**Directions**. Please return each of the entries that follow, unchanged in every word.

Supplied data below:

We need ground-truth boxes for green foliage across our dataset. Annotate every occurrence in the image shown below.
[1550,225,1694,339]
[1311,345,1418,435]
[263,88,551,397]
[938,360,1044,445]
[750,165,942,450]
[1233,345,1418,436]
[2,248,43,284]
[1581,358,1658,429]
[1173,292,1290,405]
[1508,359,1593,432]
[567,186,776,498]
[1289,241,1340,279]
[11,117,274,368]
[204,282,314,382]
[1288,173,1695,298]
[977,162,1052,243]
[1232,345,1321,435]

End of Supplied data.

**Result of this task**.
We need ground-truth boxes for green foliage across our dataset. Annotate every occurrence in the image shown below.
[1550,225,1694,339]
[1311,345,1418,435]
[263,88,551,397]
[938,360,1044,445]
[750,165,942,450]
[1233,345,1418,436]
[2,248,43,284]
[1581,358,1658,429]
[1173,292,1290,405]
[1508,359,1593,432]
[567,186,776,498]
[1289,241,1340,279]
[11,117,274,368]
[204,282,314,382]
[1288,173,1695,298]
[977,162,1052,243]
[1232,345,1321,435]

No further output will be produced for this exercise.